-- TEXTO EM ANÁLISE --
● ● ● ●

Para mim, a partir de hoje, o coronavírus passou a ter um rosto e não é mais um número de mortes anunciadas diariamente. Ironia do destino, Maria de Sousa, imunologista que viu muito para além do sistema imune, deixou-nos dia 14 de abril, vítima de Covid-19. Tinha 81 anos.
Estamos a falar de alguém insubstituível, que está para nós como os pais e avós estão para os filhos e netos. A propósito desta pandemia, foi ela que disse, há menos de duas semanas, antes de ser internada, que “não se tratava de uma guerra, pois um vírus que não é inteligente não pode ser o inimigo”. O inimigo, dizia ela, “somos nós que transportamos o vírus para a próxima pessoa a quem dermos um abraço”. Sem mais. Com tanto de cruel como de verdade. A Maria era assim, era aquela pessoa que sempre nos dizia na cara exatamente o que precisávamos de ouvir e nem sempre aquilo que gostaríamos. E por isso lhe ficamos agradecidos e reconhecidos.

● ● ● ●

Entradas de dados extraídas:
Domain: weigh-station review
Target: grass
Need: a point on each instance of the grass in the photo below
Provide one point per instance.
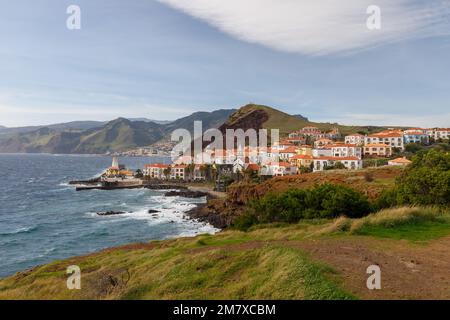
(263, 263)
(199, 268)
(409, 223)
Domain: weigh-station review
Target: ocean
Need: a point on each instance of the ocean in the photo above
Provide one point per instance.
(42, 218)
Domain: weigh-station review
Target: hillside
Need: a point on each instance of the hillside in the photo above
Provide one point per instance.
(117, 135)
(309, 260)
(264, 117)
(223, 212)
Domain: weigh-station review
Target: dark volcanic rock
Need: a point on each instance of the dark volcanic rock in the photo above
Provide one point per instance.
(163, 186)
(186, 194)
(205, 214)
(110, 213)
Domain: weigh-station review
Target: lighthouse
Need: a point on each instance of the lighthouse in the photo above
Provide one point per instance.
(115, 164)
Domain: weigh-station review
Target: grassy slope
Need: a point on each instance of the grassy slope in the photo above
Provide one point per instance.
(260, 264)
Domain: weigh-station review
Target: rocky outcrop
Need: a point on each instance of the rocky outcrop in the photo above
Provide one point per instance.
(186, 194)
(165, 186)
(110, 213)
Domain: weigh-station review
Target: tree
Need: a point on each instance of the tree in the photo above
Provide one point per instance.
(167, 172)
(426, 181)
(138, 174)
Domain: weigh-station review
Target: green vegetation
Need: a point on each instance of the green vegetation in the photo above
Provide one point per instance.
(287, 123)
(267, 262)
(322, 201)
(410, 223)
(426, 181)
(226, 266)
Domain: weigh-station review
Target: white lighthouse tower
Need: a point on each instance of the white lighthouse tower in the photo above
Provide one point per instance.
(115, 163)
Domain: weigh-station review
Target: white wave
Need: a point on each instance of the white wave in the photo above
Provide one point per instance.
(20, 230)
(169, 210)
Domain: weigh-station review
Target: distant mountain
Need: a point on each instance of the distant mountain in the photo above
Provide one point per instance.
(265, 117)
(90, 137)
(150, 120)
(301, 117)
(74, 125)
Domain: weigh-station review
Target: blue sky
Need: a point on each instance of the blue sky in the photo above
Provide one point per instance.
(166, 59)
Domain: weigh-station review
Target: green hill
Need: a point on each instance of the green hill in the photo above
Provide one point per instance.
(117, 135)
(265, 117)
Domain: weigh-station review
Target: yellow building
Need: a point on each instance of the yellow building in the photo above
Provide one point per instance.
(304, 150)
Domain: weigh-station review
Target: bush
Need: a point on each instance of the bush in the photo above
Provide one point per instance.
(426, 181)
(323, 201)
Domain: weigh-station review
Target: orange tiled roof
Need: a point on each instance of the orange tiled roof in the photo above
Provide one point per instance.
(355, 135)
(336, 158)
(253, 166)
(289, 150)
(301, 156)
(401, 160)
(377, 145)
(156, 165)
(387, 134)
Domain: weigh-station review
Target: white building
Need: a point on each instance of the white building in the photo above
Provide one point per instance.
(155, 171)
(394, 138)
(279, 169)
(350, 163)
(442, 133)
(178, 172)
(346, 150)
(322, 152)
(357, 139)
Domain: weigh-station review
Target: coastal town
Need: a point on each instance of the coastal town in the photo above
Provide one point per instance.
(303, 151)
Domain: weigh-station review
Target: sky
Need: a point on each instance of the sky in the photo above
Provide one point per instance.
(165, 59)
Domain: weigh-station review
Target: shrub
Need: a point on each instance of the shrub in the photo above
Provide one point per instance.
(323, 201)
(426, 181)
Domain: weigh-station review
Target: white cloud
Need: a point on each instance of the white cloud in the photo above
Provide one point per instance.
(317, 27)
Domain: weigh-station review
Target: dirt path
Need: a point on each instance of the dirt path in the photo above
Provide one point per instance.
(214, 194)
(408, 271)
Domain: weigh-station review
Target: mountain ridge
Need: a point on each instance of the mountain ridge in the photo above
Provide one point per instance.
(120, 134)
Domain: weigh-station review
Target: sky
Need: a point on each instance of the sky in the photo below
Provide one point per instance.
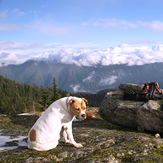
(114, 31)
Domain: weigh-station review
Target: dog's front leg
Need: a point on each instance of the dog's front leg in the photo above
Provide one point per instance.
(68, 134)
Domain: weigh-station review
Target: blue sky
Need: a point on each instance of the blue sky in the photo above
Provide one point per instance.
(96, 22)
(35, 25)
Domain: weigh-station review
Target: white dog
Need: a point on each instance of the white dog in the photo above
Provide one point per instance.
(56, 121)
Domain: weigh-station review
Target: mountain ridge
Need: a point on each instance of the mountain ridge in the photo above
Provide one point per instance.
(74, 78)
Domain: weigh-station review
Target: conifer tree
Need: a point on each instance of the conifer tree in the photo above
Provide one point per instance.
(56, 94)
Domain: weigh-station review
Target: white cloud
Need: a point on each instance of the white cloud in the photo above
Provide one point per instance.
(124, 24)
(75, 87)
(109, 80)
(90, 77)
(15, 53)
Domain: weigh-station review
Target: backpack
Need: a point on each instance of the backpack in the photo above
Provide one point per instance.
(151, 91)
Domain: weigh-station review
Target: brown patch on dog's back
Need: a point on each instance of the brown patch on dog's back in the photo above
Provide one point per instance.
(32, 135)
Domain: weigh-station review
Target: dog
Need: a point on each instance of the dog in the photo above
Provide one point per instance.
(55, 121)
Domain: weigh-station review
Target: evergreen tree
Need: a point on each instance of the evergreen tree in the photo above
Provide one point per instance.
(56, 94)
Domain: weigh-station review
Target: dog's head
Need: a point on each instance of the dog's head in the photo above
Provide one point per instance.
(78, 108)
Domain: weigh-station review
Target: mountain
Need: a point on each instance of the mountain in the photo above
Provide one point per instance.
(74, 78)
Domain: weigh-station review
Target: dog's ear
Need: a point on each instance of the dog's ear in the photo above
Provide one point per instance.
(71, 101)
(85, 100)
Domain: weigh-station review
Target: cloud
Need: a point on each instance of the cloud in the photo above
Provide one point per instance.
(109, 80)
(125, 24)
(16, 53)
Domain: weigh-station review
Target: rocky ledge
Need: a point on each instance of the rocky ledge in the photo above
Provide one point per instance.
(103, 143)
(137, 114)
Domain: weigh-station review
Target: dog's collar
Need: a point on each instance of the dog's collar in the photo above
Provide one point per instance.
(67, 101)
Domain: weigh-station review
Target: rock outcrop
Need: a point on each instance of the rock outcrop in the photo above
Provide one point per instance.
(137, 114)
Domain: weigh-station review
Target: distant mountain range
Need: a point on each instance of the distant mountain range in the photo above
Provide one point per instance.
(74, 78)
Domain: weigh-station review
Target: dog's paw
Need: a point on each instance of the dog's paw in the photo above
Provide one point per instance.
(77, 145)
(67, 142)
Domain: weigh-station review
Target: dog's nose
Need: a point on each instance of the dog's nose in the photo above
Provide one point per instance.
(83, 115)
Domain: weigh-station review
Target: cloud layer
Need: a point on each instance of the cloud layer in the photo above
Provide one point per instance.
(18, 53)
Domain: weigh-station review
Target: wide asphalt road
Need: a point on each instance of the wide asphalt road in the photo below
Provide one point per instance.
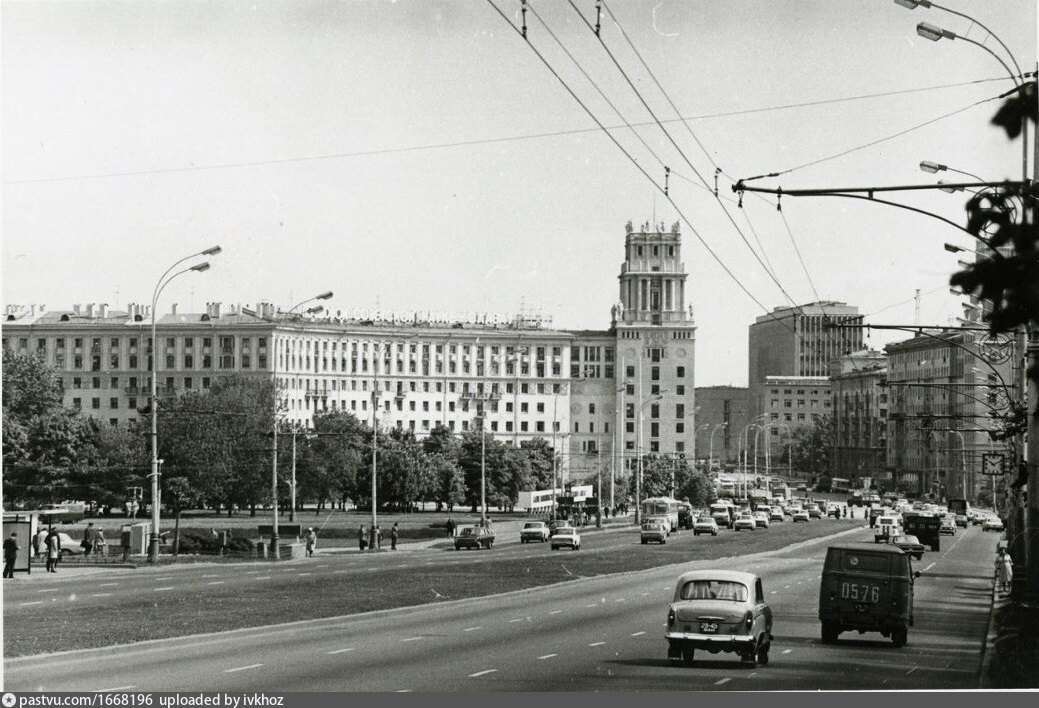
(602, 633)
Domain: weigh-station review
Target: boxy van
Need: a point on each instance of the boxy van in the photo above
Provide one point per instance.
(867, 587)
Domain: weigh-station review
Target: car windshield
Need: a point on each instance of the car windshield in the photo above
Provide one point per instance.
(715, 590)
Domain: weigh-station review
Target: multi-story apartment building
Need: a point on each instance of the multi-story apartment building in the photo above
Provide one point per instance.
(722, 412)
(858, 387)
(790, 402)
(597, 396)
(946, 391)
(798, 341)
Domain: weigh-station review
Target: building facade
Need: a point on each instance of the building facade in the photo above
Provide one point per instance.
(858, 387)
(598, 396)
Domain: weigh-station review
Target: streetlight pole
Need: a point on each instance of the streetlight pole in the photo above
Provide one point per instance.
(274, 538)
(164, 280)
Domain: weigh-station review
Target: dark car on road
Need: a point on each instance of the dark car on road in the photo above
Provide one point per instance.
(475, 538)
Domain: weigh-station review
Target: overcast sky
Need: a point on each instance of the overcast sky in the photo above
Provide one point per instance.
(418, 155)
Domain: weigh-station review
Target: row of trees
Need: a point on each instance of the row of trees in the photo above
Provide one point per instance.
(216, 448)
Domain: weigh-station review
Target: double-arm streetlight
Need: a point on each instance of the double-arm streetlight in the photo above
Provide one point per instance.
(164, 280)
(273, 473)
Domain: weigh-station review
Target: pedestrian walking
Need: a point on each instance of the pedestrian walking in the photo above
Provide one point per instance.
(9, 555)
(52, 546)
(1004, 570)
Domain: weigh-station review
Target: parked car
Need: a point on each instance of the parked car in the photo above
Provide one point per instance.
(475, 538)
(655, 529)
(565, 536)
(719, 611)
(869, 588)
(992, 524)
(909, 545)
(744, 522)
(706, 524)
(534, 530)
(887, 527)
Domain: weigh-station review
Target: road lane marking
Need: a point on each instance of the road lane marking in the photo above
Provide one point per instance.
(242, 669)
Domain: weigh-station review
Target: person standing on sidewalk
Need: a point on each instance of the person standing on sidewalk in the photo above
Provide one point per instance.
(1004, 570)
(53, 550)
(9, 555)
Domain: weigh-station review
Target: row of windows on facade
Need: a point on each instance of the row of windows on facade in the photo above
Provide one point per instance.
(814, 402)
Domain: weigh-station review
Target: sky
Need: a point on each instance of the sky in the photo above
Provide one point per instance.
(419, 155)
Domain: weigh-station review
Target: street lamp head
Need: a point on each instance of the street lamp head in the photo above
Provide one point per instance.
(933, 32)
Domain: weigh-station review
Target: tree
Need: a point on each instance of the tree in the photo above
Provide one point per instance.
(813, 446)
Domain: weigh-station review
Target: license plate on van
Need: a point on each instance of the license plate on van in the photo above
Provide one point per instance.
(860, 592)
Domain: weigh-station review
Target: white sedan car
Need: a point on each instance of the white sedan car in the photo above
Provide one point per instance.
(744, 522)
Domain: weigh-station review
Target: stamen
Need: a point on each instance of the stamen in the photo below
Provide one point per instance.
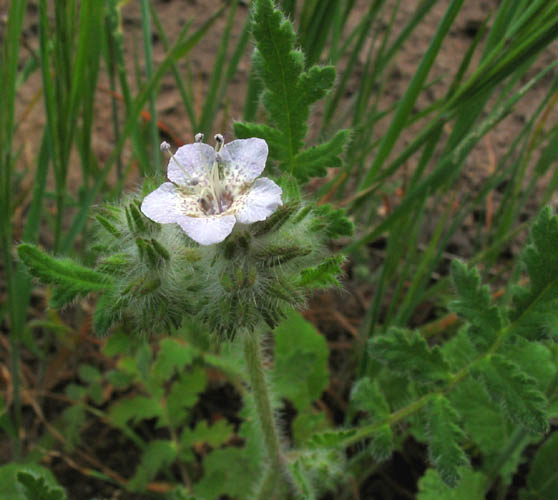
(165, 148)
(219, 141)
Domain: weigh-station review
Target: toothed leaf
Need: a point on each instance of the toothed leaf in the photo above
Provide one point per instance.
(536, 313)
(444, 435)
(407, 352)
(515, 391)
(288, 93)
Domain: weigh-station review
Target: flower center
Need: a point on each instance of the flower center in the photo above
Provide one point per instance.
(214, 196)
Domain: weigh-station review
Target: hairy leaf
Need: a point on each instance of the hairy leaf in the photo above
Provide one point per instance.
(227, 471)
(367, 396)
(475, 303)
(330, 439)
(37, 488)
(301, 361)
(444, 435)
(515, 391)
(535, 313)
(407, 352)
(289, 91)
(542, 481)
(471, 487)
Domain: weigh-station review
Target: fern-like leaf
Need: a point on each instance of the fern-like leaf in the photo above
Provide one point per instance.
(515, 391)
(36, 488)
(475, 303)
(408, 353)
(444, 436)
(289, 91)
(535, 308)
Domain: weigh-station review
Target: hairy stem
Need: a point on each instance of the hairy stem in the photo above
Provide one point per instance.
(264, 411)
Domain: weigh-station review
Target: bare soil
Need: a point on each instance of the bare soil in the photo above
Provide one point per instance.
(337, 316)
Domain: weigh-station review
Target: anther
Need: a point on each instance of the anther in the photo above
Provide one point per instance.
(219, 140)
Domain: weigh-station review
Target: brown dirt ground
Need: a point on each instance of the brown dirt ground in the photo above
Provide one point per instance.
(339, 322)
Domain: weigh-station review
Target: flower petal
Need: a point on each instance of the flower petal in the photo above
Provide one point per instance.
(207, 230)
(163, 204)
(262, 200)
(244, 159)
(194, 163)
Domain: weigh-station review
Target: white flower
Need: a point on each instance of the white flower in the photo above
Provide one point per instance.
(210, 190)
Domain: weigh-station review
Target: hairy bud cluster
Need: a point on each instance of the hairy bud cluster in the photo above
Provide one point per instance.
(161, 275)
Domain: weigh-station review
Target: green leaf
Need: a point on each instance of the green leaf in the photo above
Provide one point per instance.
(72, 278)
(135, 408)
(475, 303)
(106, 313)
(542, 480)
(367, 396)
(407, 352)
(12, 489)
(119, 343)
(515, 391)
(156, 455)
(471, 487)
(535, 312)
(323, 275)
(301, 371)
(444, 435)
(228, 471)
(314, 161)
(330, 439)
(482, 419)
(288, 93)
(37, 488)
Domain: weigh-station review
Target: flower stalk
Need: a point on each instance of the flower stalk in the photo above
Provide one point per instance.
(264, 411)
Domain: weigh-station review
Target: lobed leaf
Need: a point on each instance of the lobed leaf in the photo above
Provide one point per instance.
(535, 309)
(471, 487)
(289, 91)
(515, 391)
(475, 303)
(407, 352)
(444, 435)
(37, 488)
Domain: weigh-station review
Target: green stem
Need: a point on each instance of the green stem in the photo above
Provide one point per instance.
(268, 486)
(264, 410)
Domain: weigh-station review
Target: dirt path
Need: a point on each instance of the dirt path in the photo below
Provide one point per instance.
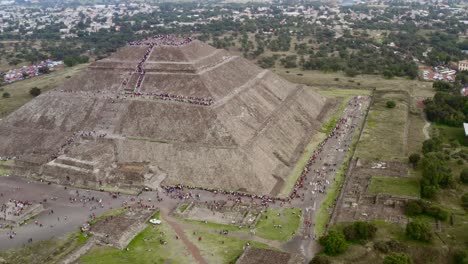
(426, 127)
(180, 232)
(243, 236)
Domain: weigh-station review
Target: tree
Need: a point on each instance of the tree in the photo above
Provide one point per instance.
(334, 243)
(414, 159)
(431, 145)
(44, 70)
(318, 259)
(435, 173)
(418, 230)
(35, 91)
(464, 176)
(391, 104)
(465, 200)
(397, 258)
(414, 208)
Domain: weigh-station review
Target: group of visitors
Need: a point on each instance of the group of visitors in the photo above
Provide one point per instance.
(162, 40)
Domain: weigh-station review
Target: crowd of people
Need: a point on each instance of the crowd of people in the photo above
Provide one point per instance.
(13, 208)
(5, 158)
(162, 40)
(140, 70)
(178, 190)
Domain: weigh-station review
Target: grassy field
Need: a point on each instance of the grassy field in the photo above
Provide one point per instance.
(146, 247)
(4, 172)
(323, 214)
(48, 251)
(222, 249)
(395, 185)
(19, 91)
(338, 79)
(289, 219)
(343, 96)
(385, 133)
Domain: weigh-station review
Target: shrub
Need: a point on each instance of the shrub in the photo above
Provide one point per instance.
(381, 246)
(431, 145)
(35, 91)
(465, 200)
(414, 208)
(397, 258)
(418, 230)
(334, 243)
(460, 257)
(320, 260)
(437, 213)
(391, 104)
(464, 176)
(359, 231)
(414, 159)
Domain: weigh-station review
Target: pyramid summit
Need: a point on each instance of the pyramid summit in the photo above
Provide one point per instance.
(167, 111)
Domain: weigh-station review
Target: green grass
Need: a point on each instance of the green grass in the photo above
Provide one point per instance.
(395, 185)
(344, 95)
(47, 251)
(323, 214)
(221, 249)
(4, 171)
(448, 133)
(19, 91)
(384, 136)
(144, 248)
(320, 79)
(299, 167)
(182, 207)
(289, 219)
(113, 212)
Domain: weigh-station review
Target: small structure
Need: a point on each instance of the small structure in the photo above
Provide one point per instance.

● ● ● ●

-- OBJETIVO DA TAREFA --
Enumere todos os graus de parentesco mencionados no texto em análise.

-- A SUA RESPOSTA --
Pais, avós, filhos e netos.